Saved entries =>
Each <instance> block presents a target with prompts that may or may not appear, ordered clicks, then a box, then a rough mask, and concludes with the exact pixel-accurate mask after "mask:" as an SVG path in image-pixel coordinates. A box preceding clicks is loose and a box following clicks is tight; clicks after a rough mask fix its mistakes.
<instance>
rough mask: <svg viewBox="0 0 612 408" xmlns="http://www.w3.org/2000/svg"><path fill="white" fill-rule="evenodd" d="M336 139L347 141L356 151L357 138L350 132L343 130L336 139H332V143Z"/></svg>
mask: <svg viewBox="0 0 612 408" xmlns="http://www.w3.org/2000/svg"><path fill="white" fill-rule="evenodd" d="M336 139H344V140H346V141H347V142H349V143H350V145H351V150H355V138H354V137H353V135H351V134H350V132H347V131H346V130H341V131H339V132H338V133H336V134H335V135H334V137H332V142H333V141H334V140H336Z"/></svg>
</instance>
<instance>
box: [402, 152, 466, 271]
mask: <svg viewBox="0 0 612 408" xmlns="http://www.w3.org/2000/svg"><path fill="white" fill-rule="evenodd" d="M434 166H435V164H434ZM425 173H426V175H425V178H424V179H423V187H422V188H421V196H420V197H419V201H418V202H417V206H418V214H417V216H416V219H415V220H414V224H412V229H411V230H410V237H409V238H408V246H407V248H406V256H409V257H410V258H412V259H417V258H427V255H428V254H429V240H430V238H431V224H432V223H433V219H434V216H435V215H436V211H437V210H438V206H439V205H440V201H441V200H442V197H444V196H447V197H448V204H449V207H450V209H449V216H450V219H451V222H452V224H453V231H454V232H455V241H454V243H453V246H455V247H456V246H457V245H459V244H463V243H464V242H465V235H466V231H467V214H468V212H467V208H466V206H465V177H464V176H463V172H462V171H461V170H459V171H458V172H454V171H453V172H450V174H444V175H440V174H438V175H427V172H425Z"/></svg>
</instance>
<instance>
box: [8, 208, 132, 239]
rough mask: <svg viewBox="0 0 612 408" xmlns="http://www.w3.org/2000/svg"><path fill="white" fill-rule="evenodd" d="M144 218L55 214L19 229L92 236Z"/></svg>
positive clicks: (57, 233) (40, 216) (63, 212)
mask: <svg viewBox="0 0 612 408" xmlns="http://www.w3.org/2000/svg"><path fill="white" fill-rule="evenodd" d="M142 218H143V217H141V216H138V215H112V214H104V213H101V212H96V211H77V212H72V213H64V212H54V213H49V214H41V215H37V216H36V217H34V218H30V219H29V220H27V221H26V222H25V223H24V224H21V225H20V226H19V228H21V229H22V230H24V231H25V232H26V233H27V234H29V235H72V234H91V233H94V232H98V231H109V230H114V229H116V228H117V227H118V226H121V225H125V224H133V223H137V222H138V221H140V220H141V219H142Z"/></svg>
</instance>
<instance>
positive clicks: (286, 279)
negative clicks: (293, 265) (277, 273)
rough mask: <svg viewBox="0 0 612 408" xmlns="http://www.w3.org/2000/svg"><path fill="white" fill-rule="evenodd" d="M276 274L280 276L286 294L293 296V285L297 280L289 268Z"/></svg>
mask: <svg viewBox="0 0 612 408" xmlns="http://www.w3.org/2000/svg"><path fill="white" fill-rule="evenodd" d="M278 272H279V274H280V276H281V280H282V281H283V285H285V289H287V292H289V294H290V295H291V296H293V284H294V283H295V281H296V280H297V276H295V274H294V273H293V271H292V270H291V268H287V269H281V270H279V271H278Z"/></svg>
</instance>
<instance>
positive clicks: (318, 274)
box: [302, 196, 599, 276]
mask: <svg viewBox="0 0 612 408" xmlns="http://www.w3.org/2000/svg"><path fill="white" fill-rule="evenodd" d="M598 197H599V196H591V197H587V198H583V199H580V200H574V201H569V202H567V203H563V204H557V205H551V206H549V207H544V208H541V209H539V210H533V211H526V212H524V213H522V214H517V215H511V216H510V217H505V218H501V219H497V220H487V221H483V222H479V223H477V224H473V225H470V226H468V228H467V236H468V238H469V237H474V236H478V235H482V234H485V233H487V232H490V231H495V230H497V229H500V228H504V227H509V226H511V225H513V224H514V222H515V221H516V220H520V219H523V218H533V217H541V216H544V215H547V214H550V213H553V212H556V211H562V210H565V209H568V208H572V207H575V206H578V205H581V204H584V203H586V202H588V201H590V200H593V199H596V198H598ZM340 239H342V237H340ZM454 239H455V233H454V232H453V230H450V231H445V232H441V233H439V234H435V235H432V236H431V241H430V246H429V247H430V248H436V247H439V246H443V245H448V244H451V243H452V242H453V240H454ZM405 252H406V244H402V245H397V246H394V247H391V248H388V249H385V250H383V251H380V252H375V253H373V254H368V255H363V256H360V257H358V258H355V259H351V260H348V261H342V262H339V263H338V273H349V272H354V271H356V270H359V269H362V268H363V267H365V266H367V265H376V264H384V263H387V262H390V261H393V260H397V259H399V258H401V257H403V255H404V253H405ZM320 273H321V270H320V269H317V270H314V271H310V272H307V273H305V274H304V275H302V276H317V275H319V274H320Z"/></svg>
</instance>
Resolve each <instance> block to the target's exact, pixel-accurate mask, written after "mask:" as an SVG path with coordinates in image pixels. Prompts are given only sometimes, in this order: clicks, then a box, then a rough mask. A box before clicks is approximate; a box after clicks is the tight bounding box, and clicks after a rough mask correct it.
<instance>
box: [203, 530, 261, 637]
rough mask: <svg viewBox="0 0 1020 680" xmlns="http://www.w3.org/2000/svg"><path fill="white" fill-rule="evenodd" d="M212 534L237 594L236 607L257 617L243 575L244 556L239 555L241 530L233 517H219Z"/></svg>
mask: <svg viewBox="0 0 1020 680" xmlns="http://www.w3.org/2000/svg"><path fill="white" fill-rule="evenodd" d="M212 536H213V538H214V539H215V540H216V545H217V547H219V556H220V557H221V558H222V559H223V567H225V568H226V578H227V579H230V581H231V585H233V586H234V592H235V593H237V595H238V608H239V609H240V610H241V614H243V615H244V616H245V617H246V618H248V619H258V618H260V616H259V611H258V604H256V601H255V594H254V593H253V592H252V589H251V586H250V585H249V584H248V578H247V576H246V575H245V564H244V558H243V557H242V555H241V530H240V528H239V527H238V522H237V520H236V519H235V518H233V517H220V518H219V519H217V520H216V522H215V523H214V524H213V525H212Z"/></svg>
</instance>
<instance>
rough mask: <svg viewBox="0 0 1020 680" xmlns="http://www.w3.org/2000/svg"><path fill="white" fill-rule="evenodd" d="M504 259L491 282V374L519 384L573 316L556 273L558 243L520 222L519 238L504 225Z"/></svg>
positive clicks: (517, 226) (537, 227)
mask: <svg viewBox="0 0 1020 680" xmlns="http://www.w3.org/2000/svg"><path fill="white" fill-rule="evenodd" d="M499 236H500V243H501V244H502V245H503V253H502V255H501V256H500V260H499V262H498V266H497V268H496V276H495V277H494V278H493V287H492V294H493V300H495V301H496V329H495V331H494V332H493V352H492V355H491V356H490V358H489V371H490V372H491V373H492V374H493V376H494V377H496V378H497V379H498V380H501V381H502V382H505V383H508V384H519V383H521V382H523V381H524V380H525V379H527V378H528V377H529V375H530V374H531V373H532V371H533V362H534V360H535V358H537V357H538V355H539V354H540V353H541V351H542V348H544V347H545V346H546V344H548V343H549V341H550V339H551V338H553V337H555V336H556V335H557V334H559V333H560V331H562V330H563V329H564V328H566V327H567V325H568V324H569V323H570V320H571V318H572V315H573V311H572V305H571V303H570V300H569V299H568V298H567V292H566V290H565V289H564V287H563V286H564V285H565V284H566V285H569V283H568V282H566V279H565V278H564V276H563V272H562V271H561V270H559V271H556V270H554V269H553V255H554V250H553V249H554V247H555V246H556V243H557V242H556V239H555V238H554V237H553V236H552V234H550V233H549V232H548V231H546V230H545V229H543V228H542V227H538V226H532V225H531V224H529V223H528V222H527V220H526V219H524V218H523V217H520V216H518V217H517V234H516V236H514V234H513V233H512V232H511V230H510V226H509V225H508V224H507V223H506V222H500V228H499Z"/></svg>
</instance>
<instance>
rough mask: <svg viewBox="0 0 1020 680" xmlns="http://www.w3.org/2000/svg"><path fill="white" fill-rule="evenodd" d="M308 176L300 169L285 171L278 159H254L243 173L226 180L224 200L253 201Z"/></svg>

WHAT TO WORK ON => From the data above, output only the lines between the line containing "Resolve each <instance>" and the line containing "box: [203, 530, 261, 637]", inclusive, exactly as written.

WRITTEN REPLY =>
Resolve each <instance> block to the target's exact, pixel-accurate mask, written after "mask:" as an SVG path with coordinates in image pixels. Prompts are given only sometimes, in this order: clicks, then a box, then a rough mask. A box before clicks is approximate; a box after clicks is the tight bounding box, and clicks after a rough mask correct it.
<instance>
box: [203, 530, 261, 637]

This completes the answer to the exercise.